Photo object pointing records
* * * *

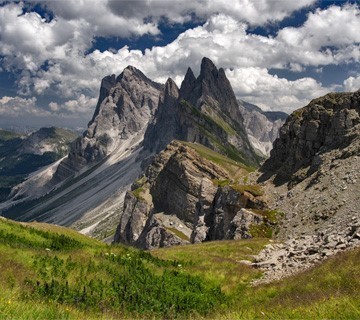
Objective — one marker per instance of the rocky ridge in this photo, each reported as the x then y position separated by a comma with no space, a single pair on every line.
204,110
184,197
322,212
262,127
125,106
21,156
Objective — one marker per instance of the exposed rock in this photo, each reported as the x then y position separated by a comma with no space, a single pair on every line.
327,123
23,155
261,127
322,214
125,106
204,111
177,201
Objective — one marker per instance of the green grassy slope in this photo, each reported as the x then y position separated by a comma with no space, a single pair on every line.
49,272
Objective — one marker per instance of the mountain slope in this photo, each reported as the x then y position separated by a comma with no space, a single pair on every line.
22,155
191,194
204,110
87,187
313,177
262,127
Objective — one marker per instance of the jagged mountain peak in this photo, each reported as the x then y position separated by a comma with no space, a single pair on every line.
326,123
207,66
205,111
171,87
188,83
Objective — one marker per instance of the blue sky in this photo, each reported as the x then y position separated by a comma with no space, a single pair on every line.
277,54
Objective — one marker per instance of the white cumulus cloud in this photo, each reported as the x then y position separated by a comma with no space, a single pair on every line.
352,83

* * * *

▶ **Instructions for the task**
Copy all of the items above verbatim, leaving out the pictures.

▶ **Written answer**
Objective — one marker per instance of the rocky ridge in this photo, each reported as the x then y position separated by a comma with no space, a single pair on every line.
204,110
184,197
322,212
262,127
125,106
21,156
Objective — one marker per instance of the exposed rock in this photo, each reported as the x then y position separated by a comma with no space, a single pair on every line.
327,123
23,155
261,127
322,214
125,106
204,111
177,201
Objective — one marker per instance of the green grassy slope in this photo, each reported as the x then y position separated by a comma with no space, a single pair on every line.
49,272
Objective — one marker per instance of the mountain slope in this photo, each reported as the x then y position separated by a comma with no space, a single pair on every line.
22,155
191,194
204,110
87,187
313,177
262,127
Objective — one marker per instance of the jagged mountain peak in this photo, each reported as the x then y position separated by a comma with no space, a single pair on every line.
326,123
207,66
205,111
171,87
188,83
Objective — one marker per instance of the blue sky in this photo, each reported as the x then y position separated by a comma with no space, a single pair on every line.
277,54
Objective — one marker per instance of the white cumulus cloud in this photo, each reported as the x then y position separated by a comma with no space, a single pair on every line.
352,83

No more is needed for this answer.